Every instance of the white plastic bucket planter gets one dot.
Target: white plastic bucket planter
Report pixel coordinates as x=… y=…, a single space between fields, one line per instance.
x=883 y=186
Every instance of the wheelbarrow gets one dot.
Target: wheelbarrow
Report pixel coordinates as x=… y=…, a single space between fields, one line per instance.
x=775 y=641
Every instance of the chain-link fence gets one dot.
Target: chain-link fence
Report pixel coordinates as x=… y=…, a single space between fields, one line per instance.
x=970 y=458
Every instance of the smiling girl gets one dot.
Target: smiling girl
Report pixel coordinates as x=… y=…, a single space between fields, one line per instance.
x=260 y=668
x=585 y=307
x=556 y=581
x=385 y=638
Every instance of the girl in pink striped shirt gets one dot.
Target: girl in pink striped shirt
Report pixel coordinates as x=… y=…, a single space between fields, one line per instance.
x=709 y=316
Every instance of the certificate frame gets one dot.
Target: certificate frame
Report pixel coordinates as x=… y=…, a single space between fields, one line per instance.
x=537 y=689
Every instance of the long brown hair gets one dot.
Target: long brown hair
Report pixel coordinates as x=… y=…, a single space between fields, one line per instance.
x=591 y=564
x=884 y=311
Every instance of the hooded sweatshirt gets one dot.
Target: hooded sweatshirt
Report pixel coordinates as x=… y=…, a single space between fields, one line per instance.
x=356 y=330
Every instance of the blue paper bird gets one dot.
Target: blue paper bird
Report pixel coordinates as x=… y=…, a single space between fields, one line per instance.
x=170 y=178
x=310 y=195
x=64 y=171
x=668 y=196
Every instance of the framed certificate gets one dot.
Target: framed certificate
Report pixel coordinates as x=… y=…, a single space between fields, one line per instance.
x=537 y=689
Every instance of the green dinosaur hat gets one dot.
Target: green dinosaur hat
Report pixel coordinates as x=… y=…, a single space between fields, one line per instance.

DIRECTION:
Reproduce all of the data above, line for line and without any changes.

FINAL RESULT:
Every instance of the white plastic bucket planter gets one dot.
Target: white plastic bucket planter
Report pixel coordinates as x=… y=…, a single space between fields, one line per instance.
x=883 y=186
Every instance of the wheelbarrow gets one dot.
Target: wheelbarrow
Report pixel coordinates as x=… y=…, a single space between fields, one line per instance.
x=775 y=641
Every instance of the chain-link fence gets one dot.
Target: chain-link fence
Report pixel coordinates as x=… y=…, a single space between fields, one line per instance.
x=970 y=458
Every instance of the smiling girl gets one dot.
Target: smiling girl
Report pixel coordinates as x=… y=…, a single space between fields, one line per instance.
x=260 y=668
x=585 y=307
x=556 y=581
x=385 y=638
Every instance of the girl in pink striped shirt gets one dot.
Target: girl in pink striped shirt
Report pixel coordinates as x=… y=…, a single space between fields, one line per instance.
x=709 y=316
Every instance of the certificate frame gets one dot.
Target: certificate frame
Report pixel coordinates as x=… y=…, a single space between fields, one line per instance.
x=537 y=689
Every instance of the long brown hair gets one dot.
Target: long brown hair
Report pixel coordinates as x=… y=…, a single space between fields, one line per instance.
x=591 y=564
x=884 y=311
Every instance of the hooded sweatshirt gets one dot.
Target: hooded sweatshirt
Report pixel coordinates as x=… y=…, a single space between fields, one line per instance.
x=356 y=330
Every instance of the blue paper bird gets one dot.
Target: blue paper bird
Report pixel coordinates as x=… y=…, a single space between fields, one line per instance.
x=170 y=178
x=310 y=195
x=64 y=171
x=668 y=196
Every instance of the framed certificate gets one dot.
Target: framed certificate
Report pixel coordinates as x=… y=…, a single space between fields, one line per instance.
x=537 y=689
Every instance of the green dinosaur hat gets one dot.
Target: green dinosaur hat
Report pixel coordinates as x=… y=…, a single space between fields, one line per instance.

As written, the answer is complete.